→ **Stated exercise 1**
In the thread on sorting big tables, what column types make up the table?
→ **Stated exercise 2**
Gather every line of the records that contains the word "white". Case counts.

## Start Text extract

Thread

  1. Re: [HACKERS] sorting big tables :(

    Michael Richards <miker@scifair.acadiau.ca> — 1998-05-20T00:02:38Z

    On Sun, 17 May 1998, Bruce Momjian wrote:
    
    > > > > I have a big table. 40M rows.
    > > > > On the disk, it's size is:
    > > > >  2,090,369,024 bytes. So 2 gigs. On a 9 gig drive I can't sort this table.
    > > > > How should one decide based on table size how much room is needed?
    > 
    > Tape sort is a standard Knuth sorting.  It basically sorts in pieces,
    > and merges.  If you don't do this, the accessing around gets very poor
    > as you page fault all over the file, and the cache becomes useless.
    Right. I wasn't reading the right chapter. Internal sorting is much
    different than external sorts. Internal suggests the use of a Quicksort
    algorithim.
    Marc and I discussed over lunch. If I did a select * into, would it not
    make more sense to sort the results into the resulting table rather than
    into pieces and then copy into a table? From my limited knowlege, I think
    this should save 8/7 N the space.
    In this issue, I think there must be a lot more overhead than necessary.
    The table consists of only
    int4, int4, int2
    I read 10 bytes / row of actual data here.
    Instead, 40M/2gigs is about
    50 bytes / record
    What is there other than oid (4? bytes)
    
    -Mike

## End Text extract
## Start Material provided

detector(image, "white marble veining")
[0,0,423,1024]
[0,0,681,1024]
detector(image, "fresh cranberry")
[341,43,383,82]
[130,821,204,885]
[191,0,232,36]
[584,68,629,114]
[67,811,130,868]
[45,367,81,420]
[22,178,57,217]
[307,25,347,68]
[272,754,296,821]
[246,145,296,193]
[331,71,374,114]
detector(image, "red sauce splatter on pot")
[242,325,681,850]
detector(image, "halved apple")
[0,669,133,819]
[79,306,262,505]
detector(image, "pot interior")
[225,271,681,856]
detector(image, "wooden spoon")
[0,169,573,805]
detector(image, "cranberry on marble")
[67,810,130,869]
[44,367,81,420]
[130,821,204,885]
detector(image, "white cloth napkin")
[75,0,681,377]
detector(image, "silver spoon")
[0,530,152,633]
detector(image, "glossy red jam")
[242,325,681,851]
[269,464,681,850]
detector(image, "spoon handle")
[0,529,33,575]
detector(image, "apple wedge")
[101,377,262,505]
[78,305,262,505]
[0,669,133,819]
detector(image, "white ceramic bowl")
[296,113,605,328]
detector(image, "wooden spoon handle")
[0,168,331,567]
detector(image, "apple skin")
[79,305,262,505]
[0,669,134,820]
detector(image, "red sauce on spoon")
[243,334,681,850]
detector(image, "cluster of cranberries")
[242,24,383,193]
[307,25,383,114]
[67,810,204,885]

## End Material provided

→ **Correct result 1**
int4, int4, int2

→ **Correct result 2**
detector(image, "white marble veining")
detector(image, "white cloth napkin")
detector(image, "white ceramic bowl")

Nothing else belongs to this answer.